**Description of the task:** Make an exact copy of the entries below with the pictures removed.

**Stored data entries:**
Start of Block

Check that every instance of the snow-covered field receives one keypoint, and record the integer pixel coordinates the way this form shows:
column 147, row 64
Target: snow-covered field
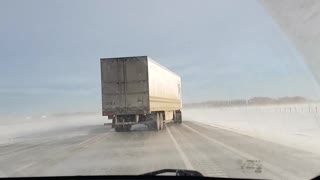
column 13, row 129
column 293, row 125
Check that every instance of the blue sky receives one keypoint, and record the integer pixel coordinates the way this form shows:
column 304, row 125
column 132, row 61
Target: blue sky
column 50, row 50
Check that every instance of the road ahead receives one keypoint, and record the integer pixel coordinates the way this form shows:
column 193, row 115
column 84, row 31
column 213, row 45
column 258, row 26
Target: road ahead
column 91, row 150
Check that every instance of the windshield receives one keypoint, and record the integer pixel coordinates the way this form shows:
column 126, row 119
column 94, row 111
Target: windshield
column 226, row 88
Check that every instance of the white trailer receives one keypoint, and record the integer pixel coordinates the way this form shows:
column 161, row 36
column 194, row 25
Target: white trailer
column 139, row 90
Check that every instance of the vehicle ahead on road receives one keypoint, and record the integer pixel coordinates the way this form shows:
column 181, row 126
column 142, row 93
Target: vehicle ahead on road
column 139, row 90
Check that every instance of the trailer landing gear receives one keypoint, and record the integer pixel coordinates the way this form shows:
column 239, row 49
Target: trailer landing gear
column 122, row 128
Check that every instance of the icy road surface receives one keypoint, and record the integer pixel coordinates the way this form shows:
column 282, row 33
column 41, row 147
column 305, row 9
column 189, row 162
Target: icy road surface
column 97, row 149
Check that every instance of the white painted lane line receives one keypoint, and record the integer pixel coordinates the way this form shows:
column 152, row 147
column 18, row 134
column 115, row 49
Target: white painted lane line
column 181, row 153
column 275, row 170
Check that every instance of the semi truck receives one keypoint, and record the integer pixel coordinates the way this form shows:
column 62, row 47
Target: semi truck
column 138, row 90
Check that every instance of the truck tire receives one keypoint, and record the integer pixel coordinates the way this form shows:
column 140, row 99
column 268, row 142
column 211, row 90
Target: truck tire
column 118, row 128
column 127, row 127
column 178, row 117
column 161, row 121
column 158, row 122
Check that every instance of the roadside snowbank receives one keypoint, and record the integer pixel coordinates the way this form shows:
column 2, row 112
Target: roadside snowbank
column 11, row 129
column 297, row 126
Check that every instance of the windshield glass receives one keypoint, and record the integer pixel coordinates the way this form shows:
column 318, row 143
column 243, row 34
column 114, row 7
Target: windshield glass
column 227, row 88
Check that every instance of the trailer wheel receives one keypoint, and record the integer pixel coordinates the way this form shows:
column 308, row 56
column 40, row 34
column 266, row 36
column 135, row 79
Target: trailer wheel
column 178, row 117
column 161, row 121
column 158, row 122
column 118, row 128
column 127, row 127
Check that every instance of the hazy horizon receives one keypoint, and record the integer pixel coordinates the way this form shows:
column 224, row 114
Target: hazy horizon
column 50, row 51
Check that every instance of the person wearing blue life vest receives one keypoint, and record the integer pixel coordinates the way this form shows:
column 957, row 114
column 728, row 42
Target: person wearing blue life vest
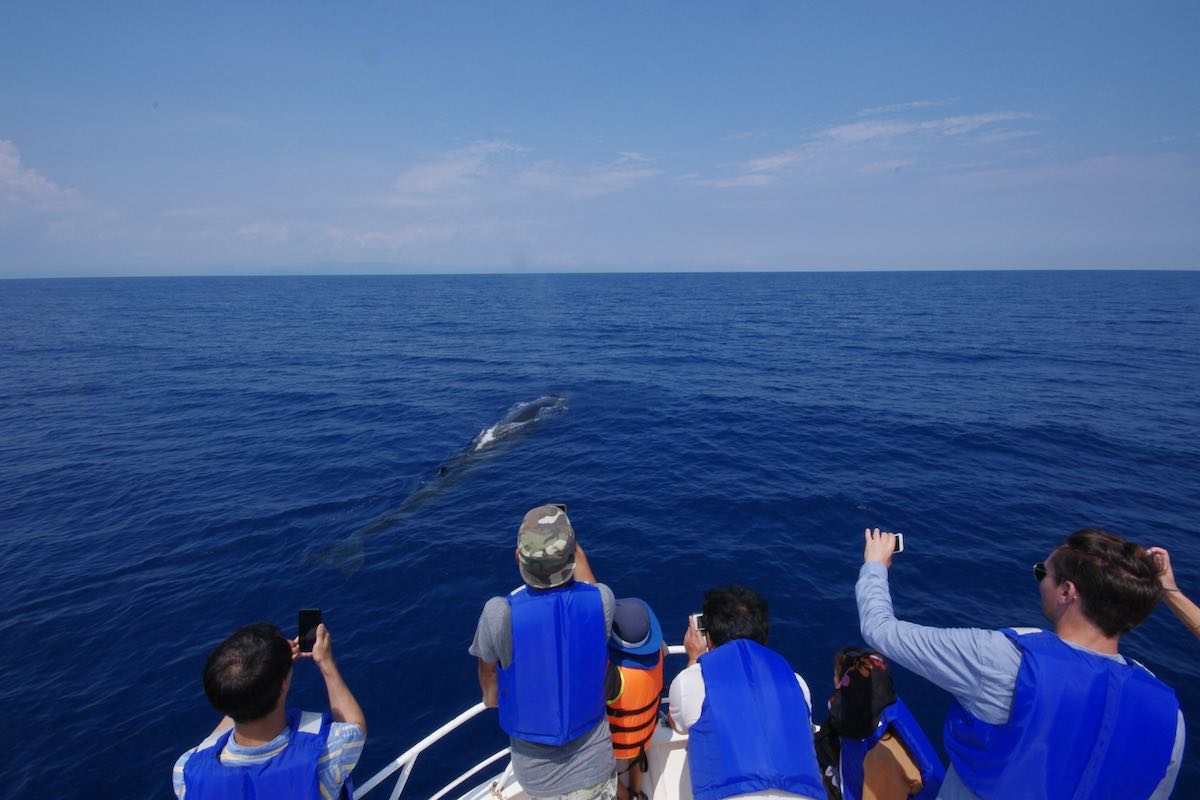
column 543, row 656
column 881, row 752
column 748, row 716
column 262, row 749
column 1045, row 715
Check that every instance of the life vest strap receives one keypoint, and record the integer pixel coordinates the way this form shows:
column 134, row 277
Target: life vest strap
column 630, row 713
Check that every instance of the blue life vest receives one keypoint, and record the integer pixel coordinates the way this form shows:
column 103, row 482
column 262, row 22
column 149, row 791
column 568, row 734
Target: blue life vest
column 915, row 740
column 755, row 729
column 1081, row 726
column 292, row 773
column 552, row 690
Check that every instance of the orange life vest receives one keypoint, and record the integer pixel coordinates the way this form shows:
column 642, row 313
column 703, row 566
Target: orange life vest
column 634, row 713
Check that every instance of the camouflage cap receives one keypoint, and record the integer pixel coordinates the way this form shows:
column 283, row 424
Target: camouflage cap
column 546, row 547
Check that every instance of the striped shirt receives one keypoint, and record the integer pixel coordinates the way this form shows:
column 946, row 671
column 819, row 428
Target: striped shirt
column 343, row 745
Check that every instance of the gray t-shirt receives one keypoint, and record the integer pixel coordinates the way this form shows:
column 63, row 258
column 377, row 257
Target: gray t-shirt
column 978, row 667
column 547, row 770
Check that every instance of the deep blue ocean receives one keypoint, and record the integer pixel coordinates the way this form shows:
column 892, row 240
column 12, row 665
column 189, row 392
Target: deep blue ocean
column 171, row 449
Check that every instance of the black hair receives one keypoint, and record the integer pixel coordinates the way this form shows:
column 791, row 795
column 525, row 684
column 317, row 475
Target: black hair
column 1117, row 581
column 863, row 690
column 735, row 612
column 244, row 675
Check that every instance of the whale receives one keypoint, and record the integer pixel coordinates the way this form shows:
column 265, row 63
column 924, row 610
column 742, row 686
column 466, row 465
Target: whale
column 347, row 554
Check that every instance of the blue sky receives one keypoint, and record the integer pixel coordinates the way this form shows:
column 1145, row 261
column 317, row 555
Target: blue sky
column 145, row 138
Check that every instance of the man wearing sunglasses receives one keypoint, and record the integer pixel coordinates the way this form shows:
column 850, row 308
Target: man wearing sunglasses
column 1039, row 714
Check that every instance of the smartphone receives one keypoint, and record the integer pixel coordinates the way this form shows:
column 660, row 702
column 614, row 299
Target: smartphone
column 310, row 618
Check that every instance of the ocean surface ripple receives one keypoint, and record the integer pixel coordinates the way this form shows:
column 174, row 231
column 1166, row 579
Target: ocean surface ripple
column 171, row 449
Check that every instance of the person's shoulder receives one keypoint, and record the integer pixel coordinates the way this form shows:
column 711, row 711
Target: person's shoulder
column 688, row 678
column 342, row 734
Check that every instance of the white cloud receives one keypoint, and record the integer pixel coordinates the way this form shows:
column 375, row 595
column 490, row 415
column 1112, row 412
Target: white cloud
column 591, row 182
column 23, row 187
column 739, row 181
column 886, row 166
column 1007, row 136
column 907, row 107
column 393, row 240
column 454, row 173
column 773, row 163
column 949, row 126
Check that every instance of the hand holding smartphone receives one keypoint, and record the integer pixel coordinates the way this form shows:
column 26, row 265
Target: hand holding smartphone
column 310, row 618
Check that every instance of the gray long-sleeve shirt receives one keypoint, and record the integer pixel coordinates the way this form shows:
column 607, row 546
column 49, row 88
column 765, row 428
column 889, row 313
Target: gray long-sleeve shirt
column 977, row 667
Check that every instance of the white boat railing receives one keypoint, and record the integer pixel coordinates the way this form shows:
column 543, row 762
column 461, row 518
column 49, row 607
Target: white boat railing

End of Block

**Exercise solution:**
Check that every instance of the snow-covered field receives one keypoint, and record the integer pixel coordinates the way this form shows:
column 147, row 64
Target: snow-covered field
column 13, row 129
column 293, row 125
Check that every instance of the blue sky receives one keypoint, and record the integer pixel coordinates the way this form shows:
column 304, row 125
column 132, row 61
Target: blue sky
column 50, row 50
Check that every instance of the road ahead receives one keypoint, and record the integer pixel coordinates the way this form shows:
column 193, row 115
column 84, row 31
column 213, row 45
column 258, row 26
Target: road ahead
column 91, row 150
Check that every instance of the windshield receives one keypoint, and record the integer pixel coordinates the way this form shows:
column 126, row 119
column 94, row 111
Target: windshield
column 226, row 88
Check that every instance of the white trailer receives one keypoint, and record the integer pixel coordinates the way this form shows:
column 161, row 36
column 194, row 25
Target: white trailer
column 139, row 90
Check that every instance of the vehicle ahead on road receives one keypoint, and record the integer pixel coordinates the way this form shows:
column 181, row 126
column 142, row 93
Target: vehicle ahead on road
column 139, row 90
Check that every instance of the trailer landing gear receives one keypoint, and record the integer pixel coordinates the way this form shows:
column 239, row 49
Target: trailer landing gear
column 122, row 128
Check that every instance of the icy road surface receives one keypoint, and record the integer pixel coordinates the way this form shows:
column 282, row 33
column 41, row 147
column 305, row 9
column 189, row 162
Target: icy road surface
column 97, row 149
Check that every instance of the white painted lane line receives one keypoint, and record the integer pixel coordinates the way this form shows:
column 152, row 147
column 18, row 134
column 115, row 49
Target: white painted lane line
column 181, row 153
column 275, row 170
Check that every instance of the semi truck receives one keypoint, and record the integer pixel coordinates the way this form shows:
column 62, row 47
Target: semi truck
column 138, row 90
Check that every instance of the truck tire receives one keypoint, and record the integer pixel coordinates the way this form shows:
column 140, row 99
column 268, row 142
column 211, row 90
Target: truck tire
column 118, row 128
column 127, row 127
column 178, row 117
column 161, row 121
column 158, row 122
Check that every instance of the roadside snowbank receives one keypoint, and record the integer pixel coordinates the way this form shows:
column 2, row 112
Target: roadside snowbank
column 11, row 129
column 297, row 126
Check that every instance of the windshield glass receives one keypoint, and record the integer pixel coordinates the way this form shows:
column 318, row 143
column 243, row 34
column 114, row 7
Target: windshield glass
column 227, row 88
Check that every instance of the trailer wheel receives one keypoint, and record the integer pixel coordinates the way this form shows:
column 308, row 56
column 40, row 34
column 266, row 36
column 135, row 79
Target: trailer wheel
column 178, row 117
column 161, row 121
column 158, row 122
column 118, row 128
column 127, row 127
Check that every instance of the hazy horizon receives one keypoint, and record the integer pixel coordinates the way this form shows:
column 224, row 114
Target: hazy horizon
column 50, row 51
Check that every instance of the person wearing blue life vest receives one keypoint, and record the integer pixel coordinates the way this form shows:
column 957, row 114
column 728, row 42
Target: person wearing blue life vest
column 543, row 656
column 881, row 752
column 748, row 716
column 262, row 749
column 1045, row 715
Check that every instance of the life vest strap receives one keypoint, and record the integer pixel coordinates the way this form shows:
column 134, row 277
Target: life vest strap
column 630, row 713
Check that every instance of the blue life vest receives one keypoint, and record the integer pixel coordinates the way this form shows:
column 103, row 482
column 262, row 22
column 149, row 791
column 568, row 734
Target: blue life vest
column 915, row 740
column 755, row 729
column 1081, row 726
column 292, row 773
column 552, row 690
Check that every instance of the orange life vest receives one keypoint, and record the integer pixel coordinates the way this form shows:
column 642, row 313
column 703, row 566
Target: orange life vest
column 634, row 713
Check that every instance of the camouflage cap receives one keypoint, and record the integer pixel coordinates the way this form shows:
column 283, row 424
Target: camouflage cap
column 546, row 547
Check that every instance of the striped shirt receives one keypoint, and record the integer pixel coordinates the way this form shows:
column 946, row 671
column 819, row 428
Target: striped shirt
column 343, row 745
Check that every instance of the gray t-shirt receives one keypoint, and record the integer pixel coordinates the way this form shows:
column 63, row 258
column 377, row 257
Target: gray t-shirt
column 978, row 667
column 547, row 770
Check that every instance of the deep blue ocean receives one keypoint, and record the integer pixel coordinates the way this form shows:
column 892, row 240
column 12, row 665
column 189, row 392
Target: deep blue ocean
column 171, row 449
Check that every instance of the black hair receives one keypoint, and record the integer pixel coordinates the way this form shows:
column 791, row 795
column 525, row 684
column 317, row 475
Target: black hair
column 1117, row 581
column 863, row 690
column 735, row 612
column 244, row 675
Check that every instance of the whale receives one keypoint, and record the integer pixel coordinates the way this form shows:
column 265, row 63
column 924, row 610
column 742, row 686
column 466, row 465
Target: whale
column 347, row 554
Check that every instance of the blue sky receives one keypoint, and record the integer pixel coordinates the way this form shows:
column 1145, row 261
column 317, row 555
Target: blue sky
column 145, row 138
Check that every instance of the man wearing sunglasses receives one keypoint, and record the integer pixel coordinates the way this form shows:
column 850, row 308
Target: man wearing sunglasses
column 1039, row 714
Check that every instance of the smartphone receives one keypoint, and record the integer pixel coordinates the way this form shows:
column 660, row 702
column 614, row 299
Target: smartphone
column 310, row 618
Check that every instance of the ocean surface ripple receives one keypoint, and record the integer pixel coordinates the way this form shows:
column 174, row 231
column 1166, row 579
Target: ocean surface ripple
column 171, row 449
Check that every instance of the person's shoulder receives one keypoint, and record the integer pixel coordinates the way this form shows:
column 711, row 711
Target: person's shoulder
column 688, row 678
column 342, row 734
Check that every instance of the white cloud receives one keypoint, and record the integer pixel coordinates the way this form shows:
column 375, row 595
column 490, row 415
column 1112, row 412
Target: white cloud
column 591, row 182
column 23, row 187
column 739, row 181
column 886, row 166
column 1007, row 136
column 907, row 107
column 393, row 240
column 454, row 173
column 773, row 163
column 949, row 126
Check that every instance of the hand holding smartphone receives one keypoint, and record the integer pixel coordinates the way this form shows:
column 26, row 265
Target: hand holding smartphone
column 310, row 618
Check that every instance of the gray long-sleeve shirt receives one keypoint, and record the integer pixel coordinates the way this form shows:
column 607, row 546
column 49, row 88
column 765, row 428
column 889, row 313
Target: gray long-sleeve shirt
column 977, row 667
Check that every instance of the white boat railing receives one keypoint, and record the integer pixel coordinates the way this form shows:
column 543, row 762
column 461, row 518
column 49, row 607
Target: white boat railing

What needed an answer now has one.